:: Required task ::
List every abbreviation written in capital letters that appears in the DRBD passage below, counting each one only once.

== Text to read

When it is necessary to keep data synchronous between multiple hosts, implementing a DRBD (Distributed Replicated Block Device) might be the most elegant and easiest solution.

You can attach a dedicated LUN to your servers and file the application (which shall be protected using the cluster) on it. In combination with heartbeat, Pacemaker or similiar HA solutions, DRBD is the core of high-available Linux applications.

Ths concept is simple and brilliant at the same time – there are no bounds to the wide range of possibilities like the following slightly escapist example shows.

====
== Provided material

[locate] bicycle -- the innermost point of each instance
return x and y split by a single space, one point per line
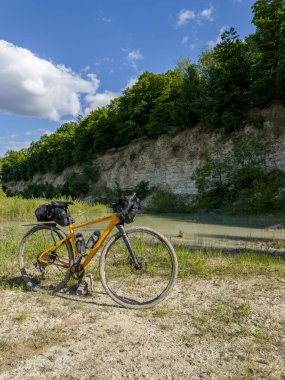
138 266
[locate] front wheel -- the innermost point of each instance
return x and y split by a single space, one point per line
145 283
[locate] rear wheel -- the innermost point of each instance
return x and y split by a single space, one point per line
52 275
143 284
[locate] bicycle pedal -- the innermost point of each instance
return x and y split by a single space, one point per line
85 286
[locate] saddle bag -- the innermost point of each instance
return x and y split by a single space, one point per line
51 213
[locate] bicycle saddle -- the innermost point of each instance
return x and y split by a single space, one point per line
61 203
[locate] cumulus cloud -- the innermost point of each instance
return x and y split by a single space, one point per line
212 43
131 82
99 100
185 40
208 13
134 56
33 86
184 16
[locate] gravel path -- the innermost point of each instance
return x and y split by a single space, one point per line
207 329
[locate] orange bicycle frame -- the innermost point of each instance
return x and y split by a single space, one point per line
114 221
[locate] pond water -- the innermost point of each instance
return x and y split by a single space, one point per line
217 230
196 230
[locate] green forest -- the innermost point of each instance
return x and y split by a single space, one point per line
217 92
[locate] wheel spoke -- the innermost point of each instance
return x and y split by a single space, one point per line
139 287
45 276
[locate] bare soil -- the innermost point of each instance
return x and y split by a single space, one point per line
206 329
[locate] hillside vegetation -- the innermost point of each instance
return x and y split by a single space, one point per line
218 92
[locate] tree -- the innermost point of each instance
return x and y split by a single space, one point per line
268 51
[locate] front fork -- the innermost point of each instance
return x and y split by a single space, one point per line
134 260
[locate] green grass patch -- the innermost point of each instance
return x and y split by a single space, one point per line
19 209
210 263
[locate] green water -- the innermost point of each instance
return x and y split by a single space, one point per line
197 229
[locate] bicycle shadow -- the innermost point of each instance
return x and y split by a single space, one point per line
71 296
12 282
17 283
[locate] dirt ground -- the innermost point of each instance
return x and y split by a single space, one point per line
206 329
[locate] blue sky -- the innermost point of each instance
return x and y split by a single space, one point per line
59 58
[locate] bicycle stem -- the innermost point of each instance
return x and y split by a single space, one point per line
127 242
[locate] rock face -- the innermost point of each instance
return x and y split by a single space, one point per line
166 163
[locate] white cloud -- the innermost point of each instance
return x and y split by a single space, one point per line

====

:: Finished task ::
DRBD, LUN, HA